=== PROVIDED ENTRIES ===
########

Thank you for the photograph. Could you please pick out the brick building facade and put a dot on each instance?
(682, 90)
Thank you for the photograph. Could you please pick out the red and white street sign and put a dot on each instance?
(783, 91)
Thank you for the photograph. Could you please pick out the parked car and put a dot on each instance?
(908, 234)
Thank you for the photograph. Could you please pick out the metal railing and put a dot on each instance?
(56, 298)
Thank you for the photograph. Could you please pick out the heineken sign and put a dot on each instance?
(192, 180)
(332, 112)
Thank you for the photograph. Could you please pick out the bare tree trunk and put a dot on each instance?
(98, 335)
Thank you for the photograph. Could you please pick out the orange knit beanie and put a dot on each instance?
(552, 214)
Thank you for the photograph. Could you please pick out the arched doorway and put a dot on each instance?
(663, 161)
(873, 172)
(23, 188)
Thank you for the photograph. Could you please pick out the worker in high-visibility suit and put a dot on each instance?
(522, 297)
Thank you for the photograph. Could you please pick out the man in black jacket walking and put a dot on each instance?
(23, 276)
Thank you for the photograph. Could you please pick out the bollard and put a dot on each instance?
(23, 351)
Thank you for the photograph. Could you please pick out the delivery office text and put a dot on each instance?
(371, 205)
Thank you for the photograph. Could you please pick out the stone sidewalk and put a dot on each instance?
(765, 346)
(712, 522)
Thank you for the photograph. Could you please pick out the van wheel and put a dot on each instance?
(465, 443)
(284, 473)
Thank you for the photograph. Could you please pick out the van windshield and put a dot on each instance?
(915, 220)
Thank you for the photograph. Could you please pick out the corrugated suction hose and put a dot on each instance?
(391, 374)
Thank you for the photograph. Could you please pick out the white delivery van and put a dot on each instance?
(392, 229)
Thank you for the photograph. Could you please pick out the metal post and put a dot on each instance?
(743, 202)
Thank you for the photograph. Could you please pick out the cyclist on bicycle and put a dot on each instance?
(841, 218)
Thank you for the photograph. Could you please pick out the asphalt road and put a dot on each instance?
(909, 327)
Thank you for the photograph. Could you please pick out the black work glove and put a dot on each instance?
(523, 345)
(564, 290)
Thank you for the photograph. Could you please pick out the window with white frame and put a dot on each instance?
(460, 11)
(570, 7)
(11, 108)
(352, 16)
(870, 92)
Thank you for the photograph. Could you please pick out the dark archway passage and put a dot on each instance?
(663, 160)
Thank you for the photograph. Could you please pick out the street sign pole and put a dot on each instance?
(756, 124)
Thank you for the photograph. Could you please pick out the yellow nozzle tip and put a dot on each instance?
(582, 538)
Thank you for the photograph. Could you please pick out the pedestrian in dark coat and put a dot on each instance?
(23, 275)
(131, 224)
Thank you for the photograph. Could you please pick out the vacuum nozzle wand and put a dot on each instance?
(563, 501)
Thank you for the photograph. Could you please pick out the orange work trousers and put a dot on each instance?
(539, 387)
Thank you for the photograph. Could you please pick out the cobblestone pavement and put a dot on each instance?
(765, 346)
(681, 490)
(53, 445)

########

Transcribe the data word for word.

Thank you for the photograph. Could you please pick out the brick building facade and put a dot on each instance?
(682, 90)
Thank you for the photograph. Could you please pick out the red and white street sign and put a dot on each instance?
(783, 91)
Thank you for the photograph. Could you please pick out the parked car and put a dot on each instance?
(908, 234)
Thank you for the photograph. Could you please pick out the metal railing and put a dot on each instance?
(56, 298)
Thank you for the photograph. Could you please pick out the heineken sign and put a dot on each instance?
(192, 180)
(332, 112)
Thank you for the photograph. Could you please pick out the bare tree trunk and put a dot on each instance?
(98, 335)
Thank you for the photograph. Could you please pick out the orange knit beanie and put a dot on each instance?
(552, 214)
Thank you for the photograph. Could you please pick out the arched doorway and put a dot on each instance?
(663, 161)
(873, 172)
(23, 188)
Thank you for the photograph. Could you please pick out the worker in high-visibility suit and put a dot on each instance?
(522, 297)
Thank you for the photograph. Could you please pick out the man in black jacket walking and put a dot on each instance?
(23, 276)
Thank you for the photograph. Could you please pick out the bollard and put a dot on each instance?
(23, 351)
Thank you for the photograph. Could you please pick out the delivery office text and put a dot on each instance?
(371, 205)
Thank you for the photograph. Could you please pick out the stone sidewalk and put a dot on each instance?
(765, 346)
(712, 522)
Thank you for the photograph. Could you please pick out the van wheel and put a dot on each instance?
(465, 443)
(284, 473)
Thank you for the photograph. Could you please pick out the van windshield and put a dot on each instance?
(915, 220)
Thank you for the photograph. Could you please pick out the corrugated suction hose and put a dot on each instance?
(391, 374)
Thank you for the photograph. Could you please pick out the white delivery van and put a dot on each instance?
(392, 229)
Thank you for the photograph. Could you please pick out the metal post and put a dot on each instance?
(743, 202)
Thank you for the photograph. Could you please pick out the cyclist on bicycle and put a dot on each instance?
(841, 218)
Thank you for the photograph. Could you please pick out the asphalt road and put a dot on each instance?
(909, 327)
Thank you for the photograph. Could you please pick out the black work glove and put a dot on each instance?
(523, 345)
(564, 290)
Thank you for the photograph. Could you please pick out the window with white frame and put a dot on each instance?
(460, 11)
(570, 7)
(11, 108)
(352, 16)
(870, 92)
Thank you for the photograph. Could you please pick out the dark archway passage and put a dot on each instance?
(663, 160)
Thank you for the photograph. Could you please pick out the street sign pole and put a dot on each instance?
(756, 124)
Thank you for the photograph. Could you please pick out the yellow nozzle tip and put a dot on each instance?
(582, 538)
Thank you for the photograph. Could you please pick out the pedestrian in dark coat and put a dot on each instance?
(23, 275)
(131, 224)
Thank you for the photograph. Could you please pick out the vacuum nozzle wand and put a dot on each instance?
(563, 501)
Thank you for the photograph. Could you please pick out the orange work trousers and put a dot on each instance?
(539, 387)
Thank you for the photograph. Could you please pick out the cobblestone pavement and put a dot on each instance?
(765, 346)
(681, 490)
(53, 445)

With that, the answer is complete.